Your objective –
Please output the full passage about pickup and SUV fuel mileage word for word.

Document excerpt –
Now I have an Isuzu diesel 3/4 ton long bed pickup that I can get 34 mpg with if I drive around 55 mph., and is my main work truck.  I get less than 25 if I drive at 70 mph.  This truck has a ladder rack with one extension ladder on it, and a cross box with tools.  It has a 5 speed manual transmission and I have to keep the tire pressure at 36 psi to get the mileage indicated.  I do a little better than what I have indicated as the wheel diameter is larger than the original smaller tires.  By the way, this is with a clean air filter, as you will not get that kind of mileage with a dirty one!  This mileage is also here at sea level with relatively flat driving. 

It is interesting to note that we went to visit our daughter and family in Cincinnati last week.  She has a '96 Yukon, kind of like a suburban.  19 mpg shows on her computer, which is over twice what I have heard these things get.  She gets better fuel mileage than she got with her Chev minivan!  She has 5 girls and one boy, so they can't deal with anything less than 7 passenger.  And luckily that holds 9 so Gpa and Gma can ride too!  And yes they had to remove the center console and add the third seat in front!  I drove this thing, and had fun with the grandchildren as it coasted with no resistance and is certainly a candidate for hybrid techology to regain energy going down the hills around there!

Record list –
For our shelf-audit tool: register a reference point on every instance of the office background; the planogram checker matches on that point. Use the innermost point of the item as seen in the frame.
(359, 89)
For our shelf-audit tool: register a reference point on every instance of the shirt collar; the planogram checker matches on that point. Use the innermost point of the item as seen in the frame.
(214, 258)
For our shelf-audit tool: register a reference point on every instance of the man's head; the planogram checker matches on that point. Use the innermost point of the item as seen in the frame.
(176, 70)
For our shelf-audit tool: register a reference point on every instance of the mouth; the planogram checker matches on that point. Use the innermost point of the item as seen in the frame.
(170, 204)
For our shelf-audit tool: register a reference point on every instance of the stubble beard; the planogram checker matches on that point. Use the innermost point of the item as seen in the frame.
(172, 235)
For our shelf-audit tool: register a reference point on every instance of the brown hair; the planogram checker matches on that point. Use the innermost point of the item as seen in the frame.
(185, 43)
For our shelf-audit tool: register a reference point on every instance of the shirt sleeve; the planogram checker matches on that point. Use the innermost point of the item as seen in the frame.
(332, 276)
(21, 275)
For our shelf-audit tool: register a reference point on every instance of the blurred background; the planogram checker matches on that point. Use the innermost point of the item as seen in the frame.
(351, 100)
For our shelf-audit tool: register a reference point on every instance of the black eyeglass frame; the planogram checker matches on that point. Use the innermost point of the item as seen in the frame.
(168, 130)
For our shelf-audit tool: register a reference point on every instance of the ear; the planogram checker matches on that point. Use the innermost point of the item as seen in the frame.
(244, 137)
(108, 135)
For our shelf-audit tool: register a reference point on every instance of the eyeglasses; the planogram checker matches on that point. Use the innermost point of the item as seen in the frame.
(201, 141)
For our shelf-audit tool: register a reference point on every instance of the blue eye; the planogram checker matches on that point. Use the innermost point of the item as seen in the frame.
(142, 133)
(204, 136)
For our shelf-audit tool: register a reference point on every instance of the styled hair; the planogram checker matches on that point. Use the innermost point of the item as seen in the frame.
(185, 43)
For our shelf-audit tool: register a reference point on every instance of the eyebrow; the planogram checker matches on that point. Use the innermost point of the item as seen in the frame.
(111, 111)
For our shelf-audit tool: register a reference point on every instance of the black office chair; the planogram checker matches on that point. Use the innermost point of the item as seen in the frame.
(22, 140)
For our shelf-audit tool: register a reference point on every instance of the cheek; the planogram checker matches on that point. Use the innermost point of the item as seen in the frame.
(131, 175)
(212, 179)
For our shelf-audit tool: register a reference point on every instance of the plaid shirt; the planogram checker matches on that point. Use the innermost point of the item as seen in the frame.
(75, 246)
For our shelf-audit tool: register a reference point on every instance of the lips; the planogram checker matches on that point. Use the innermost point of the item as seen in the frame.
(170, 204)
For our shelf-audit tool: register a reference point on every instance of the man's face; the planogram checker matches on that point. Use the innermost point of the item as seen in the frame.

Solution –
Now I have an Isuzu diesel 3/4 ton long bed pickup that I can get 34 mpg with if I drive around 55 mph., and is my main work truck.  I get less than 25 if I drive at 70 mph.  This truck has a ladder rack with one extension ladder on it, and a cross box with tools.  It has a 5 speed manual transmission and I have to keep the tire pressure at 36 psi to get the mileage indicated.  I do a little better than what I have indicated as the wheel diameter is larger than the original smaller tires.  By the way, this is with a clean air filter, as you will not get that kind of mileage with a dirty one!  This mileage is also here at sea level with relatively flat driving. 

It is interesting to note that we went to visit our daughter and family in Cincinnati last week.  She has a '96 Yukon, kind of like a suburban.  19 mpg shows on her computer, which is over twice what I have heard these things get.  She gets better fuel mileage than she got with her Chev minivan!  She has 5 girls and one boy, so they can't deal with anything less than 7 passenger.  And luckily that holds 9 so Gpa and Gma can ride too!  And yes they had to remove the center console and add the third seat in front!  I drove this thing, and had fun with the grandchildren as it coasted with no resistance and is certainly a candidate for hybrid techology to regain energy going down the hills around there!